WORK TO DO:
Repeat precisely, and only, the lines between the line containing "form: [557, 813]." and the end of the listing below, both ends included.

DATASET CONTENT:
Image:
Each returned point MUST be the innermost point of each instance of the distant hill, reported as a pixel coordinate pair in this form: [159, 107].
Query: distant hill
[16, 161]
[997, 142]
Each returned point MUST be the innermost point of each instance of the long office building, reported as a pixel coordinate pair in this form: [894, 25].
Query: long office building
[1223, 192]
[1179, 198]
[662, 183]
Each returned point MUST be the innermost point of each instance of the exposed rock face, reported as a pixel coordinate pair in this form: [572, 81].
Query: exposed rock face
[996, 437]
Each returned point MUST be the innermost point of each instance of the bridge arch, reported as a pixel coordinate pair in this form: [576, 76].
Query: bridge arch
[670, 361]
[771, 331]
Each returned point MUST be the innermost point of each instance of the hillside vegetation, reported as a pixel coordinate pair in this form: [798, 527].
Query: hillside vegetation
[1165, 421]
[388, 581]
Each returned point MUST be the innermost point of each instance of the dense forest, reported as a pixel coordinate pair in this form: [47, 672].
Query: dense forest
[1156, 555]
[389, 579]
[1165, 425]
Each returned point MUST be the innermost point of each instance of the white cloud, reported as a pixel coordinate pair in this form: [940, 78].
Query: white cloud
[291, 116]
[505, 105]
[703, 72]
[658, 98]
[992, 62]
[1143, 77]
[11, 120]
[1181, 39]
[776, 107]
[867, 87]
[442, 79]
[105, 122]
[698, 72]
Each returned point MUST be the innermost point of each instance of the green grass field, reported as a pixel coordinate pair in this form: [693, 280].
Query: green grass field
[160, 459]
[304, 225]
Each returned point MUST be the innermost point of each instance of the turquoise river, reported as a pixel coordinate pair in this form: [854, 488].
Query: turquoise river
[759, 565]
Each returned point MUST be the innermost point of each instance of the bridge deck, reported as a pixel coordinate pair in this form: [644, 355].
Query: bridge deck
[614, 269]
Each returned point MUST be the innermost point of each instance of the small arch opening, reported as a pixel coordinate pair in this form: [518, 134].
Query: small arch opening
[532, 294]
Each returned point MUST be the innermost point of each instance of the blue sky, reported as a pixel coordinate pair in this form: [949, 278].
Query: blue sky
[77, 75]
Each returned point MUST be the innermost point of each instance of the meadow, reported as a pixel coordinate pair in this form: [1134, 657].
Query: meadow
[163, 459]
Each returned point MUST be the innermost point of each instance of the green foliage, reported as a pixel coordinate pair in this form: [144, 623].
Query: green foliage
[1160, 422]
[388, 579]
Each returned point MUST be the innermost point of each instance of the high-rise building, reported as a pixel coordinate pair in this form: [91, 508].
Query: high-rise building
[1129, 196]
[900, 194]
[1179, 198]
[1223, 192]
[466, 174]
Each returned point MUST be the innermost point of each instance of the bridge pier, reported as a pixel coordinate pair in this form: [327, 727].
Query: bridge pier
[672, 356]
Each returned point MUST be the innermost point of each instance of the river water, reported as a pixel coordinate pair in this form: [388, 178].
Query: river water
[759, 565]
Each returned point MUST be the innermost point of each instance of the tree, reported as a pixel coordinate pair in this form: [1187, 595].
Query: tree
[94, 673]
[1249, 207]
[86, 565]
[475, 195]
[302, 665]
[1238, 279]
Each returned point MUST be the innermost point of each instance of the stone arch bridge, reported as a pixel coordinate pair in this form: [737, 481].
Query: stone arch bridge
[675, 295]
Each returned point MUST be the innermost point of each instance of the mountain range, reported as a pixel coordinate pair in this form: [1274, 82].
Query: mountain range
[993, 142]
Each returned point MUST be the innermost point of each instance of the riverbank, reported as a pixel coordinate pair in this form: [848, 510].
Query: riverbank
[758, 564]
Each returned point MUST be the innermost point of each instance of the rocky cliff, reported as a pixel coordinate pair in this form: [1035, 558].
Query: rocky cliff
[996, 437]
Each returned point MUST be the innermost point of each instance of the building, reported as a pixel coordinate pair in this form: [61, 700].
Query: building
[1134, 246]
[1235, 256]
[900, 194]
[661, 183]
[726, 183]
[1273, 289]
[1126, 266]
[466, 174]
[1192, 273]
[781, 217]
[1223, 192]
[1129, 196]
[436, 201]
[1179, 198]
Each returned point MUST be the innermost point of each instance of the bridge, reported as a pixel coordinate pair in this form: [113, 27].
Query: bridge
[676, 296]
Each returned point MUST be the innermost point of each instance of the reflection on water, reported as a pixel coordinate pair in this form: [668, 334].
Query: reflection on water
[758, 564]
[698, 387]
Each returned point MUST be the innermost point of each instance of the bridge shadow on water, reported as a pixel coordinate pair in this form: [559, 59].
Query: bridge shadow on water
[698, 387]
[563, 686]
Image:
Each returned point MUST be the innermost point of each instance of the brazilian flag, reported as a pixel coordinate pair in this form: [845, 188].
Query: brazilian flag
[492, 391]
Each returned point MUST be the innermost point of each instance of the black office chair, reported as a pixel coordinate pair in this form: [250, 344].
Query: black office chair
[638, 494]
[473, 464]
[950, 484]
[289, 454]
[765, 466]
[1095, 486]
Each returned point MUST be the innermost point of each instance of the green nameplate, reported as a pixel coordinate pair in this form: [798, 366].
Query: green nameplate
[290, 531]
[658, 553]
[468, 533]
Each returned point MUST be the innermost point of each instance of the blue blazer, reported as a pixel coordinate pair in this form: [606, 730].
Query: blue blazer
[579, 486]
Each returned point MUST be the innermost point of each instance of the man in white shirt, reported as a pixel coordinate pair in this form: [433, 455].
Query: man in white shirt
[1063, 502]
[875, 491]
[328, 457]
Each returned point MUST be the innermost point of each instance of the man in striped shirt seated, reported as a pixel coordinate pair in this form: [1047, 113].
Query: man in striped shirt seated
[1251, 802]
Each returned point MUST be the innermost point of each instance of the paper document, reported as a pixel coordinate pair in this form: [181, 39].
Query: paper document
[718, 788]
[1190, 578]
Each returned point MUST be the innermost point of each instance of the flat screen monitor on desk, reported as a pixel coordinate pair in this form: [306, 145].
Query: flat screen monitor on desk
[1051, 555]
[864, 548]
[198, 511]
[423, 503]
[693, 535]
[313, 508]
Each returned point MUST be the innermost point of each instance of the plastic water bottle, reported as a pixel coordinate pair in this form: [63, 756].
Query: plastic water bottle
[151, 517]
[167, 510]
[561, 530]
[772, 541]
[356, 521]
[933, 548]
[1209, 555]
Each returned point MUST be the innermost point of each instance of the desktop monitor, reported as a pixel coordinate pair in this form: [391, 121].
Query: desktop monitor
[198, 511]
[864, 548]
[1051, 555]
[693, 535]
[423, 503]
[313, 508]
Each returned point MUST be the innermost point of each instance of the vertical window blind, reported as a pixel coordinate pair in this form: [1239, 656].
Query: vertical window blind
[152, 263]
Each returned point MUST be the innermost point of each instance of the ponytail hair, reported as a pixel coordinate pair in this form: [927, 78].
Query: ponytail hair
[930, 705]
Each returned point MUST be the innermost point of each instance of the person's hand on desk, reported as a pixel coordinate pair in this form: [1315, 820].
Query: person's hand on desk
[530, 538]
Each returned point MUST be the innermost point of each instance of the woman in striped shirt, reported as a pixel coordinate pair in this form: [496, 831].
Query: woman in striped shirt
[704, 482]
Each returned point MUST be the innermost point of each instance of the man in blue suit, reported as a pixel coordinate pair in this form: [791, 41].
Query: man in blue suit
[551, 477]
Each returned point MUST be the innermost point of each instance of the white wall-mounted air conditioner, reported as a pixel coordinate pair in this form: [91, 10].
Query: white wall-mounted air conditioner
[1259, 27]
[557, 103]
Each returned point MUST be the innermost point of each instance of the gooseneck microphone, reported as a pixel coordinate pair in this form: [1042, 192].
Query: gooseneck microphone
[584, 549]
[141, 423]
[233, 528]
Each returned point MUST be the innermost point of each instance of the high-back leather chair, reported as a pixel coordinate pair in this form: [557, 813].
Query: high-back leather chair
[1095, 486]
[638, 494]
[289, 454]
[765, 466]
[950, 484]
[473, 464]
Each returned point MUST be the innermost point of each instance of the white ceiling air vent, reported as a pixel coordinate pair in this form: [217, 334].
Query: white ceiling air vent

SOLUTION FOR THIS PROBLEM:
Each returned point MUST be the innermost point of each instance of the high-back leather chair, reported as a pixel coordinate pair in this form: [557, 813].
Query: high-back leather chair
[1095, 486]
[638, 494]
[289, 454]
[765, 466]
[950, 484]
[473, 464]
Each returned point MUST be the innermost point of each instance of the white ceiling air vent, reported as a pixel coordinate pair in this form: [217, 334].
Query: white ceiling air vent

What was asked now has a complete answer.